#### Goal of the exercise
Every line from the one containing "Task: point out the arched" to the final line of the material below must be reproduced exactly; leave out all other lines.

#### Position identification records
┌──

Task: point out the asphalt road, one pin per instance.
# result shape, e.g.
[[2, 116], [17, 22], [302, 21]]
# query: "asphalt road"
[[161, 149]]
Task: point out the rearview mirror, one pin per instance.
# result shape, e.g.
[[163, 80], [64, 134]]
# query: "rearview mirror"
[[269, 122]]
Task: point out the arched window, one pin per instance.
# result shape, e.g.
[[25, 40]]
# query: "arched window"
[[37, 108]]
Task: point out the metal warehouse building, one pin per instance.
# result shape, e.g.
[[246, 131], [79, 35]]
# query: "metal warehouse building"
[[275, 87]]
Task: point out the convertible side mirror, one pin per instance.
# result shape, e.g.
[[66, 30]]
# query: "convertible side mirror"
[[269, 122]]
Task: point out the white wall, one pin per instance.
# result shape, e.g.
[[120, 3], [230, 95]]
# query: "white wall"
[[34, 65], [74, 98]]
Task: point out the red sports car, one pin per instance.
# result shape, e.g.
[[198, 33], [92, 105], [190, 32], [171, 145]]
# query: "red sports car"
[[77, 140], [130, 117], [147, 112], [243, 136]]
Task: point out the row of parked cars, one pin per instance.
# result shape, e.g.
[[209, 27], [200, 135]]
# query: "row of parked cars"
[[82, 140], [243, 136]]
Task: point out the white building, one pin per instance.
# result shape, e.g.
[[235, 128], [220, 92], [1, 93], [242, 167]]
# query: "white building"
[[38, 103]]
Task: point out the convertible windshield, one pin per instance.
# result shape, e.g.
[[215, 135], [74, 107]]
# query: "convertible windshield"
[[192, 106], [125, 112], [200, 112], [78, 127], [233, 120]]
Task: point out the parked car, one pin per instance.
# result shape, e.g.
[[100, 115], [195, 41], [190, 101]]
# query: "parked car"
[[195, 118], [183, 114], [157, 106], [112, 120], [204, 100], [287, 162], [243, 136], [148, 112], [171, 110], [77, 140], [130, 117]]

└──

#### Correct result
Task: point out the arched window, one pin per instance.
# result shape, e.g.
[[25, 40]]
# query: "arched window"
[[37, 108]]
Task: point out the metal warehouse building, one pin per instance.
# result shape, e.g.
[[246, 131], [79, 35]]
# query: "metal warehouse building"
[[275, 87]]
Task: point out the convertible side mirror, one pin per instance.
# result shape, e.g.
[[66, 30]]
# query: "convertible side mirror"
[[269, 122]]
Task: point out the white wall, one pin per instance.
# result shape, e.g.
[[120, 3], [230, 95]]
# query: "white wall"
[[34, 65], [74, 98]]
Task: point out the red sports car, one pin per instance.
# result shape, e.g.
[[198, 33], [92, 105], [190, 32], [171, 145]]
# query: "red sports car"
[[77, 140], [130, 117], [147, 112], [243, 136]]
Task: point out the row of parked cars, one pin per instance.
# result shape, e.g.
[[209, 27], [200, 135]]
# query: "row of parked cars"
[[82, 140], [243, 136]]
Task: point out the white building, one pin per instance.
# result shape, e.g.
[[235, 128], [220, 92], [1, 93], [242, 167]]
# query: "white building"
[[38, 103]]
Task: point out the convertible windshield, one pin per instance.
# result shape, e.g.
[[215, 135], [74, 107]]
# query: "convertible windshield"
[[192, 106], [125, 112], [200, 112], [78, 127], [233, 120]]
Task: point out the parked car, one pin per instance.
# result shape, e.g.
[[100, 115], [195, 41], [190, 101]]
# query: "parked car"
[[195, 118], [183, 114], [157, 106], [112, 120], [204, 100], [287, 162], [243, 136], [148, 112], [171, 110], [77, 140], [130, 117]]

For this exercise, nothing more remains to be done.